Algumas dessas mudanças já são bem compreendidas, incluindo a necessidade de paridade de reembolso entre visitas de telemedicina e não telemedicina com um médico. Além de reembolsar as visitas sem vídeo, o reembolso deve se estender aos orientadores de assistência médica, que também tornam os escassos recursos clínicos mais produtivos e aumentam os resultados. Além disso, se os pacientes puderem relatar seu nível de alfabetização digital em saúde, a quantidade de suporte fornecido poderá ser personalizada. Precisamos reformar o sistema de licenciamento médico para permitir que os médicos tratem em todo o país, independentemente das fronteiras estaduais ou do sistema. A adoção total de registros médicos eletrônicos também ajudará a melhorar a comunicação e reduzir erros. Por fim, precisamos investir em infraestrutura de banda larga bem como em programas de extensão no setor privado e sem fins lucrativos para garantir que os recursos cheguem aos mais necessitados. O Affordable Connectivity Program, do governo federal de Joe Biden, é um programa de benefícios que oferece US$ 30 por mês para o serviço de Internet e até US$ 100 para a compra de um notebook, computador de mesa ou tablet para famílias qualificadas. Da mesma forma, no setor sem fins lucrativos, a Link Health reconheceu que a conectividade de banda larga é uma barreira para o acesso à assistência médica e está trabalhando com sistemas de assistência médica para conectar pacientes em salas de espera para que se inscrevam no Affordable Connectivity Program. Ainda há muito espaço para inovar nas ofertas de telessaúde, desde a abordagem das disparidades no acesso à saúde digital até a criação de novos serviços para doenças crônicas e o desenvolvimento de mais opções de diagnóstico e terapia em casa.

A telemedicina é um componente essencial da assistência médica e continuará a moldar seu futuro. Para garantir um sistema de saúde completo e preparado para o futuro, devemos abordá-lo como um quebra-cabeça e integrar todos os elementos, inclusive a prestação tradicional de serviços de saúde, a telemedicina, o monitoramento remoto, os dados interoperáveis, os registros eletrônicos de saúde, os diagnósticos no local de atendimento, o suporte comunitário e os dispositivos portáteis conectados. A adoção desses componentes também deve ser incentivada, não apenas para os pacientes, mas também para os profissionais de saúde.

A guerra entre a Rússia e a Ucrânia resultou em uma crise humanitária, e os esforços de médicos de fora da região proporcionaram apenas certo alívio. Vamos capitalizar essas experiências e aplicar as lições aprendidas para melhorar o sistema de saúde nos Estados Unidos e em outros países, transformando a maneira como prestamos ajuda humanitária para obter resultados mais eficientes, atendendo mais com menos.

+++

— Tarefas a fazer —
1 – No texto sobre telemedicina, escreva de novo tudo desde "A telemedicina é" até "profissionais de saúde.", mudando "telemedicina" para "telessaúde".
2 – Segundo o texto sobre telemedicina, quanto o Affordable Connectivity Program oferece por mês para o serviço de Internet?
Responda só com base no texto sobre telemedicina.

+++

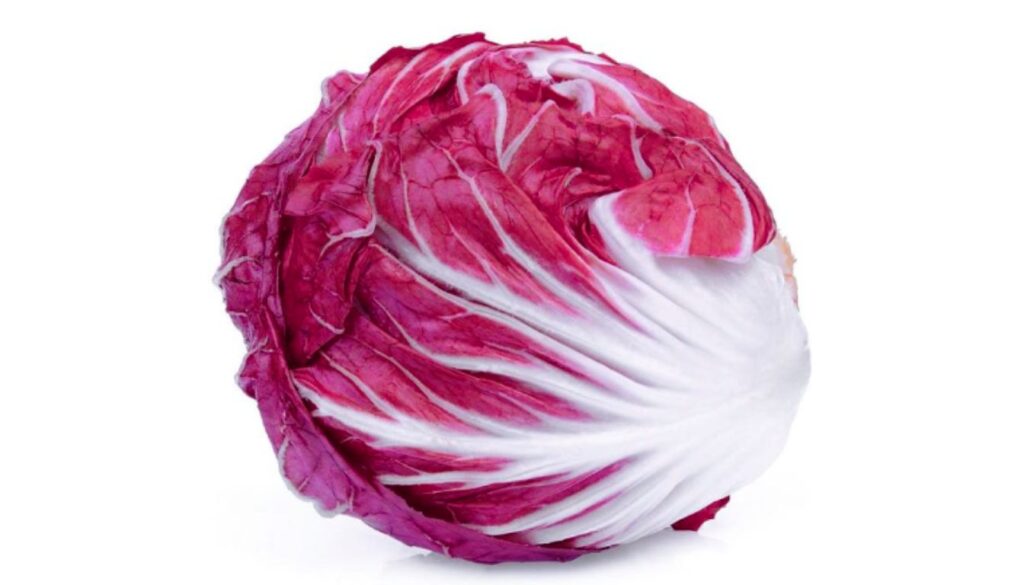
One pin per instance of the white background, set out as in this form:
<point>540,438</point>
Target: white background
<point>887,137</point>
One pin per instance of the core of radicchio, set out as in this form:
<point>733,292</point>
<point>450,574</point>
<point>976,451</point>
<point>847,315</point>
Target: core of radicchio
<point>513,302</point>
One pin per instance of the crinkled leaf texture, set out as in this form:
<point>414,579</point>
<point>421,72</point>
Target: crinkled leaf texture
<point>512,302</point>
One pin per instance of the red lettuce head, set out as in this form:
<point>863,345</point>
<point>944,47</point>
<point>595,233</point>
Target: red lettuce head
<point>512,302</point>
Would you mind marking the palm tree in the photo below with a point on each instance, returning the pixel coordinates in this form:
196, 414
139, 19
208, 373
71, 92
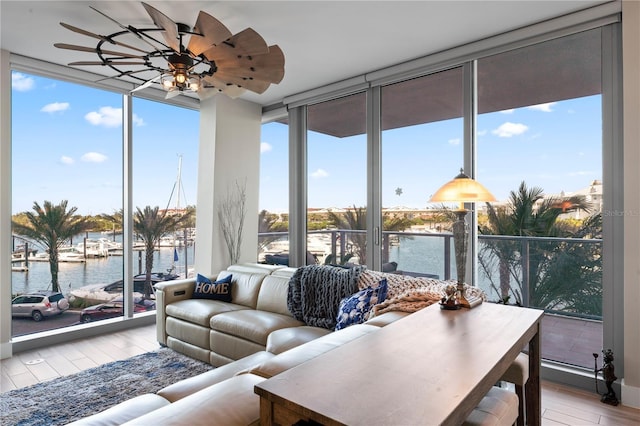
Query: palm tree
356, 219
269, 222
528, 213
353, 219
150, 225
51, 226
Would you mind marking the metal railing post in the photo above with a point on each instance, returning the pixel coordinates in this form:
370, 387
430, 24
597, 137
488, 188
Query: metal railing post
524, 260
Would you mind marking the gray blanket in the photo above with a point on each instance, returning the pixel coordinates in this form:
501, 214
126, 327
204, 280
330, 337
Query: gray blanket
315, 292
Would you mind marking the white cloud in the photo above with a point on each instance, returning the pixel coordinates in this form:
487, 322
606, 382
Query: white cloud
320, 173
137, 121
265, 147
543, 107
110, 117
21, 82
55, 107
509, 129
94, 157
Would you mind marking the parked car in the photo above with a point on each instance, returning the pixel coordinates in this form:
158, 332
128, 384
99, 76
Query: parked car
114, 309
39, 305
104, 293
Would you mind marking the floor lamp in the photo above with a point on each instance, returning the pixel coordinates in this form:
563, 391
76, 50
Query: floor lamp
462, 189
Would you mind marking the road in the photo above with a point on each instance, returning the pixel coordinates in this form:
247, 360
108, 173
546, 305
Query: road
22, 326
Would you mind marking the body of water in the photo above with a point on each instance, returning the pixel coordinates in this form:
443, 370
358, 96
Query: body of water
96, 271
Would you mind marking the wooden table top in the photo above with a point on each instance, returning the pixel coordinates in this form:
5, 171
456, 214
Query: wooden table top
430, 367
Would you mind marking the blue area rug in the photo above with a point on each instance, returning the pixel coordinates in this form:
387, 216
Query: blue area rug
65, 399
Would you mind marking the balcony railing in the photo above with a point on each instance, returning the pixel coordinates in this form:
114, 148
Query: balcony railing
560, 275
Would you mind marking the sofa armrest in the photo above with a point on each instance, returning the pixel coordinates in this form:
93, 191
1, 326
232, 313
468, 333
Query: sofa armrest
168, 292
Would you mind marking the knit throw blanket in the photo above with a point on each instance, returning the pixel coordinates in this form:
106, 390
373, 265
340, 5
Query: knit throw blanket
410, 294
315, 292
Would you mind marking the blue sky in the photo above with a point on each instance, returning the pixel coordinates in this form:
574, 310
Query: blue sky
67, 145
555, 146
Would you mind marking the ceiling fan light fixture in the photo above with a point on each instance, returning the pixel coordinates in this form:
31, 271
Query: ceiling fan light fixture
213, 59
194, 83
180, 77
167, 81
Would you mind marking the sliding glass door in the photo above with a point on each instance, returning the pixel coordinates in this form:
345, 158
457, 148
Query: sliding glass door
422, 148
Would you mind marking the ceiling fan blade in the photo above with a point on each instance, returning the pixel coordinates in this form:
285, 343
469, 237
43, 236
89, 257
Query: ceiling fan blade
268, 67
94, 50
212, 32
131, 29
214, 84
105, 63
146, 84
99, 37
257, 86
246, 42
163, 21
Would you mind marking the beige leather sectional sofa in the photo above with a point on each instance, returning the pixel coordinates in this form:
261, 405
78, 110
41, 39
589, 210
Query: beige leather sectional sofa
219, 332
250, 340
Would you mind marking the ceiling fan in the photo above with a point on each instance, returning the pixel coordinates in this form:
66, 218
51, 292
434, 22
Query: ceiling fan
213, 60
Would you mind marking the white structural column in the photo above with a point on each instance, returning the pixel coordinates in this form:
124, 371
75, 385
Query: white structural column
229, 154
5, 205
631, 101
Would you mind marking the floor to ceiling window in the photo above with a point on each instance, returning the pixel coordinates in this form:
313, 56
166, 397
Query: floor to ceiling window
337, 181
165, 150
67, 175
273, 225
537, 124
540, 144
422, 147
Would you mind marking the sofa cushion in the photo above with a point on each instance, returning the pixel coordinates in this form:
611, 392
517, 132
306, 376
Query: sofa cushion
245, 287
287, 338
199, 311
215, 290
261, 268
317, 347
125, 411
229, 403
251, 325
386, 318
188, 332
273, 295
226, 348
355, 308
194, 384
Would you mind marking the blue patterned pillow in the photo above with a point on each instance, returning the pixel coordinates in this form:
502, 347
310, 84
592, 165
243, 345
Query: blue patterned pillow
217, 290
355, 308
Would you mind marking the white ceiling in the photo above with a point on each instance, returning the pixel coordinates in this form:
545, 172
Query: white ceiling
323, 41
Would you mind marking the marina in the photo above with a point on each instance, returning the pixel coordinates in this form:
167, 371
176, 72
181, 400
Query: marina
94, 270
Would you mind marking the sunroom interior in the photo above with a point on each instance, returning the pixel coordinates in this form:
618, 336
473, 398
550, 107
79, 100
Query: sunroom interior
438, 72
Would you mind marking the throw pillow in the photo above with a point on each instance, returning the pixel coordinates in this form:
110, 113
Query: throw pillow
216, 290
355, 308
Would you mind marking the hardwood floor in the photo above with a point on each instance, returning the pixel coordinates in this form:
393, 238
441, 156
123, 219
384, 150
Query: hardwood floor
561, 405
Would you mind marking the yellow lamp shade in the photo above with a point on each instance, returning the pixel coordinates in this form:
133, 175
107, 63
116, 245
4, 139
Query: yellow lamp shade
462, 189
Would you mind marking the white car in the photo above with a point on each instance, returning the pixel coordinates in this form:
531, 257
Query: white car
39, 304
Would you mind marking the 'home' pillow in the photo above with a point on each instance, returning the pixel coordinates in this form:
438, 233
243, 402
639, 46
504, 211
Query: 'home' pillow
355, 308
216, 290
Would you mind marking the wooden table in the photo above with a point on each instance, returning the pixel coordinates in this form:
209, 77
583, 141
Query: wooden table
431, 367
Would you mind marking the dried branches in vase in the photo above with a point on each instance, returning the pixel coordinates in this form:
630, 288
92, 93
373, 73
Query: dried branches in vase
231, 214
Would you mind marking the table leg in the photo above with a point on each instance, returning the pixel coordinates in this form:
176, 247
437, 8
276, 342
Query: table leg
532, 387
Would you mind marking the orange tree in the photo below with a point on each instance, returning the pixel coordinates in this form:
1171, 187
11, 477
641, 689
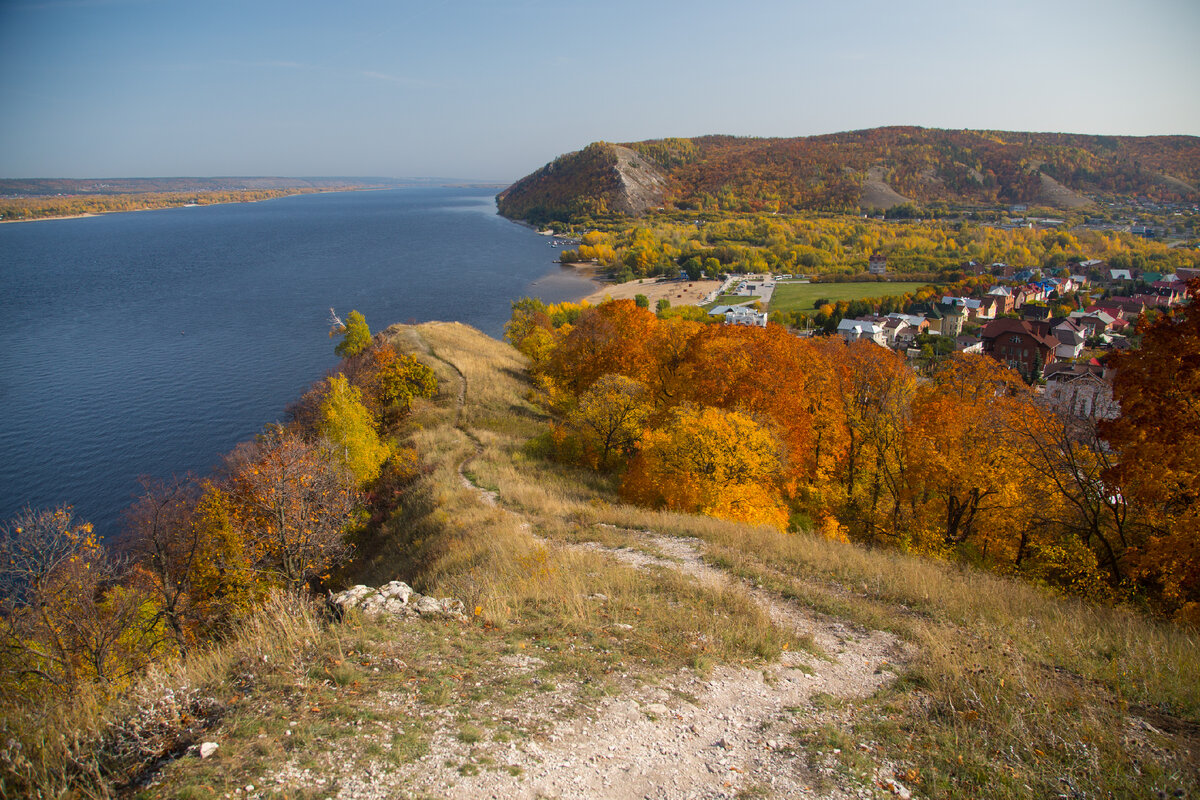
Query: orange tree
1157, 439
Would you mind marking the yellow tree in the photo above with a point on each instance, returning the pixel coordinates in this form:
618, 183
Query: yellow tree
351, 431
609, 420
707, 459
297, 501
964, 467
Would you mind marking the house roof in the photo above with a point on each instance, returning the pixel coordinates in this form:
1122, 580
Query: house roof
999, 328
859, 326
1066, 372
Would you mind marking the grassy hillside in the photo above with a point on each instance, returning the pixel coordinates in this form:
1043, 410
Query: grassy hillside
616, 651
600, 625
873, 168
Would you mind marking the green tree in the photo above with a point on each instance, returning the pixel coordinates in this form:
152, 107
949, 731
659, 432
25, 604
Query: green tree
355, 335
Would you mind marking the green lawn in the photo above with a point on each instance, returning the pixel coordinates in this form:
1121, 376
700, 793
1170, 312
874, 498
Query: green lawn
801, 296
730, 300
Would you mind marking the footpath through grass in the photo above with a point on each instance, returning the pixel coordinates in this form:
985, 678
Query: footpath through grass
801, 296
1012, 692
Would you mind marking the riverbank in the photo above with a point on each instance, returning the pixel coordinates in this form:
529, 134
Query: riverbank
48, 208
677, 293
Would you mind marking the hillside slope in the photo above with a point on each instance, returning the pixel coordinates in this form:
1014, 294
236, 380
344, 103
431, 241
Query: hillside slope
623, 653
874, 168
600, 179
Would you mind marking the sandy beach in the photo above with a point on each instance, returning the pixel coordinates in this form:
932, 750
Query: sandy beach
679, 293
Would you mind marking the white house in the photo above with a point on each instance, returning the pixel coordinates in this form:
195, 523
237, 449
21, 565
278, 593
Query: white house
744, 316
853, 330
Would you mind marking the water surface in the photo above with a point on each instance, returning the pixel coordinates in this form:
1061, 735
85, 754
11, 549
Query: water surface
153, 342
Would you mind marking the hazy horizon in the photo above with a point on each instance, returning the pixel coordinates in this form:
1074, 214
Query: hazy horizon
489, 92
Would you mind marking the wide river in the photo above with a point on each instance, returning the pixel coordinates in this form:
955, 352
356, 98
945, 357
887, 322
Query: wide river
150, 343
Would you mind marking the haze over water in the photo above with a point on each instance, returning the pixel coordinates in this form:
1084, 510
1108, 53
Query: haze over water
153, 342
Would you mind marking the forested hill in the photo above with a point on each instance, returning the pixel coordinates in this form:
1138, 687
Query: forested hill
861, 169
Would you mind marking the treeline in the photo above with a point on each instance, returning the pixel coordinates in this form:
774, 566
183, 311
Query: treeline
825, 246
43, 208
759, 426
198, 553
927, 164
828, 173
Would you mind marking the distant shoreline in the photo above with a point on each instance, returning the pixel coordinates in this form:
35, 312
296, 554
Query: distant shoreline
282, 194
677, 293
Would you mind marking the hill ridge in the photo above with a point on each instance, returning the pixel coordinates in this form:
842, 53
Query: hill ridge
852, 170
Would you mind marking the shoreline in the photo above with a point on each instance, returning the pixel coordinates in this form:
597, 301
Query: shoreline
678, 293
193, 205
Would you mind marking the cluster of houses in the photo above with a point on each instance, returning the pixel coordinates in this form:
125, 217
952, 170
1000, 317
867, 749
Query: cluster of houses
1015, 326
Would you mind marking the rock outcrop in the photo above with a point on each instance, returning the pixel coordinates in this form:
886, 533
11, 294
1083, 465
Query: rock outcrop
399, 600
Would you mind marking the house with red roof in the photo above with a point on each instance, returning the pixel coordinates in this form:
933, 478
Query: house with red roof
1021, 344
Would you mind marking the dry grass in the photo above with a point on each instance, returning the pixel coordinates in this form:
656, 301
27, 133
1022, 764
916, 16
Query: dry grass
1013, 692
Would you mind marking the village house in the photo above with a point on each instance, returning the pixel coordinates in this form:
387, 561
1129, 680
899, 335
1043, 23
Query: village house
969, 344
852, 330
1021, 344
1071, 337
1093, 322
745, 316
1081, 390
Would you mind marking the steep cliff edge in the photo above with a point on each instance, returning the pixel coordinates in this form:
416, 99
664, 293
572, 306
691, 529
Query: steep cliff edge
858, 169
600, 179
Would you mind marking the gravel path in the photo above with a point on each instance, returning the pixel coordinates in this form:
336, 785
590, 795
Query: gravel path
724, 734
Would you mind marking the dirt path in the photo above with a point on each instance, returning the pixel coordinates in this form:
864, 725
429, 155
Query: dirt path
724, 734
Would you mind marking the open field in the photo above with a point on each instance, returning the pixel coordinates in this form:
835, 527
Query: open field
678, 293
801, 296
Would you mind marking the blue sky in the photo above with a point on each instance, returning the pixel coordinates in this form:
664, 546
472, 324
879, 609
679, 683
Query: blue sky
492, 90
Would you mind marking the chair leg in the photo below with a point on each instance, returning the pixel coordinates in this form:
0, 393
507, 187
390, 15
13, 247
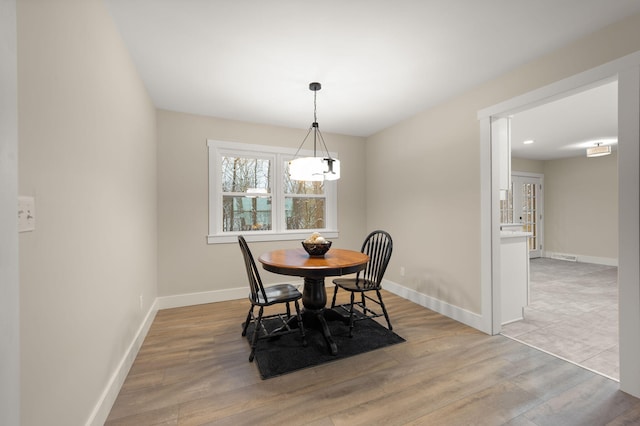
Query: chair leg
335, 293
246, 323
254, 339
384, 310
351, 320
300, 324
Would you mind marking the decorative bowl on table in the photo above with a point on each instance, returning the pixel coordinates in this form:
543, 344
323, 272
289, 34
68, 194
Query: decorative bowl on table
316, 249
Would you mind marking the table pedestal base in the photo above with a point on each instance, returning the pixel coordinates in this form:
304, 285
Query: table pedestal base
314, 315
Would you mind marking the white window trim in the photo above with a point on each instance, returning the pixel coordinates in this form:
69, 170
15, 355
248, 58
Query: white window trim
279, 231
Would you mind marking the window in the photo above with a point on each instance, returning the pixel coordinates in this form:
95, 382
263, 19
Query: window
250, 193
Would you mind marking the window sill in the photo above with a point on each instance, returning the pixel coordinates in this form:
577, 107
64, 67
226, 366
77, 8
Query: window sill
257, 236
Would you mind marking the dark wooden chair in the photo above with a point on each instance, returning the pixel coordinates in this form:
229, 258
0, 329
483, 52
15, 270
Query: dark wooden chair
378, 246
262, 297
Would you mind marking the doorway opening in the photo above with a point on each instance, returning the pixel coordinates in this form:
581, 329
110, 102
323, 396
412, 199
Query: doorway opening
627, 72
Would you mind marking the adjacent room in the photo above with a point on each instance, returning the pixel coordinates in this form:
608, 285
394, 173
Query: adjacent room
568, 199
124, 282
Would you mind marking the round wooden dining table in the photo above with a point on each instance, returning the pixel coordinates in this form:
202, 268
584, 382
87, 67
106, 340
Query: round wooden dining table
314, 269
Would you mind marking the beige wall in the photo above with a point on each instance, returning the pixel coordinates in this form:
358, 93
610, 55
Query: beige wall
581, 206
579, 193
526, 165
87, 149
429, 198
187, 264
9, 284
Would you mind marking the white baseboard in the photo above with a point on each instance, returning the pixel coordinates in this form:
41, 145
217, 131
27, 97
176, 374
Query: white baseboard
607, 261
454, 312
107, 399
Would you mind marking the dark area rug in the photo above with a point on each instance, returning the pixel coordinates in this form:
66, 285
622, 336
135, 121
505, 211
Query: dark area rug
285, 354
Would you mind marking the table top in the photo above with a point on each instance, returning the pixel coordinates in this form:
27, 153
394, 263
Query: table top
297, 262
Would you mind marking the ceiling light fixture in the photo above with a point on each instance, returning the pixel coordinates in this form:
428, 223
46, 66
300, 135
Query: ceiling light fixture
314, 168
598, 150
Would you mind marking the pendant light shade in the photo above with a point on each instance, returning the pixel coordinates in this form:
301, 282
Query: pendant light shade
314, 168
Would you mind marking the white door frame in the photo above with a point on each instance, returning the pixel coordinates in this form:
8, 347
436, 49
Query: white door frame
540, 204
627, 71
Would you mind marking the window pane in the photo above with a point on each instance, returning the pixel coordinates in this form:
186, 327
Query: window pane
240, 174
305, 213
299, 186
246, 213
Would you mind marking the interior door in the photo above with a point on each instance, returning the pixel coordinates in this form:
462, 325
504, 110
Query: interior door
527, 209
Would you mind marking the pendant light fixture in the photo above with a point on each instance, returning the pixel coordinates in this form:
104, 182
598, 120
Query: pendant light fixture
599, 150
314, 168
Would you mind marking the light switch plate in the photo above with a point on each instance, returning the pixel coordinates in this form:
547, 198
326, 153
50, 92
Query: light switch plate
26, 214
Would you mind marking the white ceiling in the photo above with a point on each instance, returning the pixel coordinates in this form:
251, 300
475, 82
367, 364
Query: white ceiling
568, 126
379, 61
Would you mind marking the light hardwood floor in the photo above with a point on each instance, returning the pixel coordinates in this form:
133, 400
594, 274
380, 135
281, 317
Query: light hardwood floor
192, 369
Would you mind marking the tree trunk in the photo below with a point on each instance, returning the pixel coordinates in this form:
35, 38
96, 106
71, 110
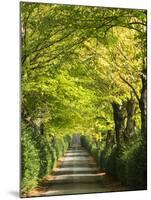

+++

— Tarefas resolvidas —
1 –
A telessaúde é um componente essencial da assistência médica e continuará a moldar seu futuro. Para garantir um sistema de saúde completo e preparado para o futuro, devemos abordá-lo como um quebra-cabeça e integrar todos os elementos, inclusive a prestação tradicional de serviços de saúde, a telessaúde, o monitoramento remoto, os dados interoperáveis, os registros eletrônicos de saúde, os diagnósticos no local de atendimento, o suporte comunitário e os dispositivos portáteis conectados. A adoção desses componentes também deve ser incentivada, não apenas para os pacientes, mas também para os profissionais de saúde.

2 – US$ 30 por mês.